• _EXTRAIT DU DOCUMENT_
= = = = =
Il est trop évident que les frontières du domaine musical ne sont pas les mêmes pour tout le monde : chacun s'en forge un concept plus ou moins restrictif, à la mesure de sa culture et de ses désirs. Un homme pourtant ouvert à toutes les nouveautés, Berlioz, assistant un jour à un concert donné par une troupe chinoise, se demande si l'on peut encore appeler musique un tel amas de « fausses notes » dont les règles de composition lui échappent complètement. On dit que Debussy, qui n'est pas suspect d'académisme, aurait, vers la fin de sa vie, exprimé une réaction analogue après l'audition du Sacre du printemps. Ces deux exemples ne sont absolument pas scandaleux ni exceptionnels.
= = = = =
• _OBJECTIF A_
Présentez sous forme de tableau Markdown les lignes des enregistrements, depuis celle qui contient « TARGET = child walking » jusqu'à la dernière ligne des enregistrements, les deux bornes comprises. Utilisez une colonne N° pour le numéro de rang et une colonne Ligne pour le texte, sans reprendre les lignes vides.
= = = = =
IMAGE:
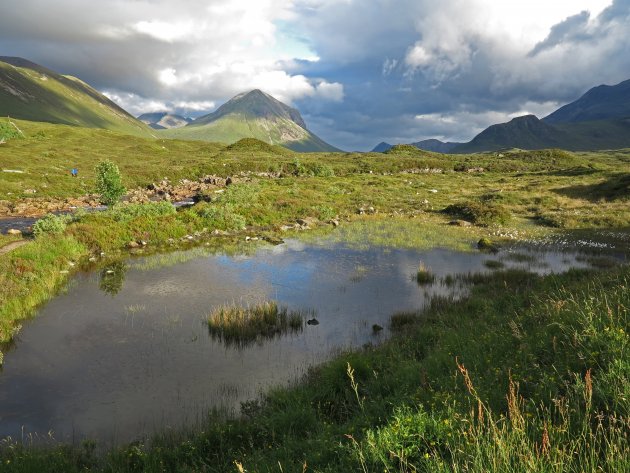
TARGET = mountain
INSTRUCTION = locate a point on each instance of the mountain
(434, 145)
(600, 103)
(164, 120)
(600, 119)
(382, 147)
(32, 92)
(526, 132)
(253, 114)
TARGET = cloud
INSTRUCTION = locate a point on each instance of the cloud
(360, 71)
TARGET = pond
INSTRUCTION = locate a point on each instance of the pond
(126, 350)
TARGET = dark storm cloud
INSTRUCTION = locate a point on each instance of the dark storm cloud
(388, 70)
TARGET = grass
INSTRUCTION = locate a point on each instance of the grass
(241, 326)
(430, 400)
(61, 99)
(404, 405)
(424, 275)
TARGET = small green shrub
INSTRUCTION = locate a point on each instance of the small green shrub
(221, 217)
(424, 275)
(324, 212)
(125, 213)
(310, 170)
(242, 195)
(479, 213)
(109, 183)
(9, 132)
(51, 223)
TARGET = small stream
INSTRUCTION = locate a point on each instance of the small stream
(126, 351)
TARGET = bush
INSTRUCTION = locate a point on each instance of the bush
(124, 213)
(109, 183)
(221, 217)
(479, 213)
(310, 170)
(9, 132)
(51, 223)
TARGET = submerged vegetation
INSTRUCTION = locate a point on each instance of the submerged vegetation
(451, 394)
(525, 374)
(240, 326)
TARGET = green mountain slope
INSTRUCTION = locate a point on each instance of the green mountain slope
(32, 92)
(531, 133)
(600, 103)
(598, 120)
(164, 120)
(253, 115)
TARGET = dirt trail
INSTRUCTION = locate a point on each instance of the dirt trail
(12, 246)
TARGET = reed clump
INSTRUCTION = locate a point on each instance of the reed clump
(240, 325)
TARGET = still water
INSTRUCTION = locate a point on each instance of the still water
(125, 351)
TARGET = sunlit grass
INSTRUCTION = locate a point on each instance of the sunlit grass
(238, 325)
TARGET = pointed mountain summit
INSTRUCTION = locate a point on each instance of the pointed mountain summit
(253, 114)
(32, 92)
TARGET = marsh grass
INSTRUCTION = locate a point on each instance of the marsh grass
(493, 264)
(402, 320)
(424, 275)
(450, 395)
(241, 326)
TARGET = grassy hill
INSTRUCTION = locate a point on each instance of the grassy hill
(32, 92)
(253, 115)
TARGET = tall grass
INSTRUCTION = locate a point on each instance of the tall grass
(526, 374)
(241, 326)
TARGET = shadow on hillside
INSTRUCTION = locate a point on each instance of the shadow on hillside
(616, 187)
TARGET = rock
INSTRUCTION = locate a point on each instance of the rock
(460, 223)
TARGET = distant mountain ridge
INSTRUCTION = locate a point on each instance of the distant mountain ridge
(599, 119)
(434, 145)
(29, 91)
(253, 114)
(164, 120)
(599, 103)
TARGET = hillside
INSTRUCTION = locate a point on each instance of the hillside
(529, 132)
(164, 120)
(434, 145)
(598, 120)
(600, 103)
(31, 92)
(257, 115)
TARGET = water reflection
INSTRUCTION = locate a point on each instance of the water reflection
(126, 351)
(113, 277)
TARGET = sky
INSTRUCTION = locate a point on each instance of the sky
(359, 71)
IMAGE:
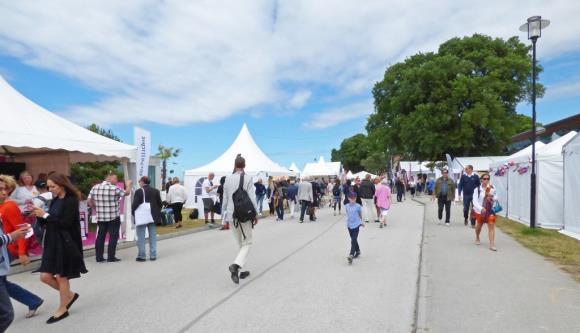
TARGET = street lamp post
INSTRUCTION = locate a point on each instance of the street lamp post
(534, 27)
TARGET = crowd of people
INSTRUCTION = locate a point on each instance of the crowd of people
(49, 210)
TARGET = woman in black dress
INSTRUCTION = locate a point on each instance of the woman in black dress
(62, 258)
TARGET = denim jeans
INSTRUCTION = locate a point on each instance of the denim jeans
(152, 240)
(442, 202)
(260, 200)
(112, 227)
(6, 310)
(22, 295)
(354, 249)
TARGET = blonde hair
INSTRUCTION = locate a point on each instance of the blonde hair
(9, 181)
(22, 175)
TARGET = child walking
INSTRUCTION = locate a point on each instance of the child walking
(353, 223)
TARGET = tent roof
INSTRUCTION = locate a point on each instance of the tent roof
= = = = =
• _OBJECTIF B_
D'après l'extrait sur les frontières du domaine musical, pourquoi Berlioz se demande-t-il si l'on peut encore appeler musique ce qu'il entend au concert de la troupe chinoise ?

• _RÉSOLUTION DU PROBLÈME A_
| N° | Ligne |
|---|---|
| 1 | TARGET = child walking |
| 2 | INSTRUCTION = locate a point on each instance of the child walking |
| 3 | (353, 223) |
| 4 | TARGET = tent roof |
| 5 | INSTRUCTION = locate a point on each instance of the tent roof |

• _RÉSOLUTION DU PROBLÈME B_
Les règles de composition de ce qu'il entend lui échappent complètement. Il n'y perçoit donc qu'un amas de « fausses notes ».